Retype the intra filter patch message below word for word, from its subject line through the last line of code.
** Start of Text section **
[x265] simplify intra filter (with fix for da61cf406f16) (Re: primitives: intra_pred[4][35] => intra_pred[35][4] (avoid *35))

Satoshi Nakagawa nakagawa424 at oki.com
Mon Sep 22 14:34:01 CEST 2014


# HG changeset patch
# User Satoshi Nakagawa <nakagawa424 at oki.com>
# Date 1411388939 -32400
#      Mon Sep 22 21:28:59 2014 +0900
# Node ID 3f229951f826e1d09dd0258721ef5a1f9fdc4392
# Parent  fd435504f15e0b13dabba9efe0aa94e7047060b5
simplify intra filter (with fix for da61cf406f16)

diff -r fd435504f15e -r 3f229951f826 source/Lib/TLibCommon/TComPattern.cpp
--- a/source/Lib/TLibCommon/TComPattern.cpp	Mon Sep 22 13:14:54 2014 +0530
+++ b/source/Lib/TLibCommon/TComPattern.cpp	Mon Sep 22 21:28:59 2014 +0900
@@ -52,133 +52,96 @@
 void TComPattern::initAdiPattern(TComDataCU* cu, uint32_t zOrderIdxInPart, uint32_t partDepth, pixel* adiBuf,
                                  pixel* refAbove, pixel* refLeft, pixel* refAboveFlt, pixel* refLeftFlt, int dirMode)
** End of Text section **
** Start of Extracted entries **
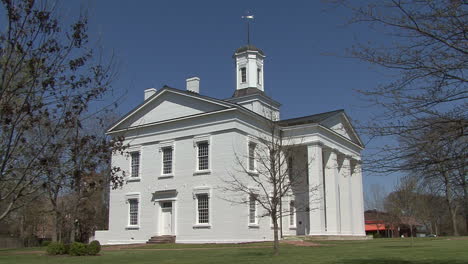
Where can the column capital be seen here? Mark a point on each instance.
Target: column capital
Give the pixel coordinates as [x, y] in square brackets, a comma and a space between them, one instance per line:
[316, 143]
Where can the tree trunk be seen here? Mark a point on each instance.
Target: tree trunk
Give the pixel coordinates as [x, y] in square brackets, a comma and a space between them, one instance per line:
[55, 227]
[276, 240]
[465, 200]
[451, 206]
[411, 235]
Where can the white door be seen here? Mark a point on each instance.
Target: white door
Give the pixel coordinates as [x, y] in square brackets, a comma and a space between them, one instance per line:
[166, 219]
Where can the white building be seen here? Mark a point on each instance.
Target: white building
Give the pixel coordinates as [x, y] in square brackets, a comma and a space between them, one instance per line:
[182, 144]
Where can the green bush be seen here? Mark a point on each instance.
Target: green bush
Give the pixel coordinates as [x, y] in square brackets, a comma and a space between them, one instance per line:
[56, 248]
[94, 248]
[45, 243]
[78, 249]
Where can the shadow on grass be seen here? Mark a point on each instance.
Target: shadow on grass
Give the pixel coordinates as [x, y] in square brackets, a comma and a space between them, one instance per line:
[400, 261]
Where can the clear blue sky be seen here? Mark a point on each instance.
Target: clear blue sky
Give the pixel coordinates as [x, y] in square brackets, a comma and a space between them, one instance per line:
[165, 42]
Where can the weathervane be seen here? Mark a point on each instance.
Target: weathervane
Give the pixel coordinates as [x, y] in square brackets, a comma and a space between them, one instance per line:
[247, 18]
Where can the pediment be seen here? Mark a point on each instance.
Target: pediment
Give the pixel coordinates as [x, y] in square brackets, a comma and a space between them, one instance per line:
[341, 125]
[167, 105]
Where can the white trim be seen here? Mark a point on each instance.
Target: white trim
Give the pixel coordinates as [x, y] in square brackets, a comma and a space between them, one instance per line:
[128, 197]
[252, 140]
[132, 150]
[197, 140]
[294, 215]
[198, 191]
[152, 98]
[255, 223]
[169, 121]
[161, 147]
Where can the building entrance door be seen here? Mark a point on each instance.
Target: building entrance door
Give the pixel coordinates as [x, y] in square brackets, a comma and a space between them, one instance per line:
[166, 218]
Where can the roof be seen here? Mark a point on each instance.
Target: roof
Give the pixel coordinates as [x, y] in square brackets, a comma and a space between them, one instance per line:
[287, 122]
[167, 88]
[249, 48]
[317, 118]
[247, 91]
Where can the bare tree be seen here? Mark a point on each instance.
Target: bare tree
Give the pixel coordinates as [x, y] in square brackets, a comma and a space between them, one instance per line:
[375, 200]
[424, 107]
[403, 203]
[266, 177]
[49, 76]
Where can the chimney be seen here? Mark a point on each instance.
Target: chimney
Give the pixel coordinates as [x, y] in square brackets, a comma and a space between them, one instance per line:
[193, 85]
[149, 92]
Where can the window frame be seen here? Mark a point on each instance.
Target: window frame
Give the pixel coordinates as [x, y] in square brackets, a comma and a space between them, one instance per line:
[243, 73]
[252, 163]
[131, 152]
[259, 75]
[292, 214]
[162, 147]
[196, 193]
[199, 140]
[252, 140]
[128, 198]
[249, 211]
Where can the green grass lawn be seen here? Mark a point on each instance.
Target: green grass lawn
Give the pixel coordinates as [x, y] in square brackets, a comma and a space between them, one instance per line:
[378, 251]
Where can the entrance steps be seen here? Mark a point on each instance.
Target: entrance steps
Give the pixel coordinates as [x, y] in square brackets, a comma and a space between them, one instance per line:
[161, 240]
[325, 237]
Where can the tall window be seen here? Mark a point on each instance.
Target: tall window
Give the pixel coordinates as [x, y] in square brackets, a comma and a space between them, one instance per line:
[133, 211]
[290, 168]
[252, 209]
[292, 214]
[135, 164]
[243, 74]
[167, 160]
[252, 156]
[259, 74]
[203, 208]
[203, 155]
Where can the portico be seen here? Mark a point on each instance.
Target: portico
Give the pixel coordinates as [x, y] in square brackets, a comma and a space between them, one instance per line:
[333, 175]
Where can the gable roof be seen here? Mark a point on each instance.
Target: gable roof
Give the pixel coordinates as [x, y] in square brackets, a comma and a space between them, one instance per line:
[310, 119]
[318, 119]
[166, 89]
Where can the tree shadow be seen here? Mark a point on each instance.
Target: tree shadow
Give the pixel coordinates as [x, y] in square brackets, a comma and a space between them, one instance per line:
** End of Extracted entries **
■ **Answer**:
[x265] simplify intra filter (with fix for da61cf406f16) (Re: primitives: intra_pred[4][35] => intra_pred[35][4] (avoid *35))

Satoshi Nakagawa nakagawa424 at oki.com
Mon Sep 22 14:34:01 CEST 2014


# HG changeset patch
# User Satoshi Nakagawa <nakagawa424 at oki.com>
# Date 1411388939 -32400
#      Mon Sep 22 21:28:59 2014 +0900
# Node ID 3f229951f826e1d09dd0258721ef5a1f9fdc4392
# Parent  fd435504f15e0b13dabba9efe0aa94e7047060b5
simplify intra filter (with fix for da61cf406f16)

diff -r fd435504f15e -r 3f229951f826 source/Lib/TLibCommon/TComPattern.cpp
--- a/source/Lib/TLibCommon/TComPattern.cpp	Mon Sep 22 13:14:54 2014 +0530
+++ b/source/Lib/TLibCommon/TComPattern.cpp	Mon Sep 22 21:28:59 2014 +0900
@@ -52,133 +52,96 @@
 void TComPattern::initAdiPattern(TComDataCU* cu, uint32_t zOrderIdxInPart, uint32_t partDepth, pixel* adiBuf,
                                  pixel* refAbove, pixel* refLeft, pixel* refAboveFlt, pixel* refLeftFlt, int dirMode)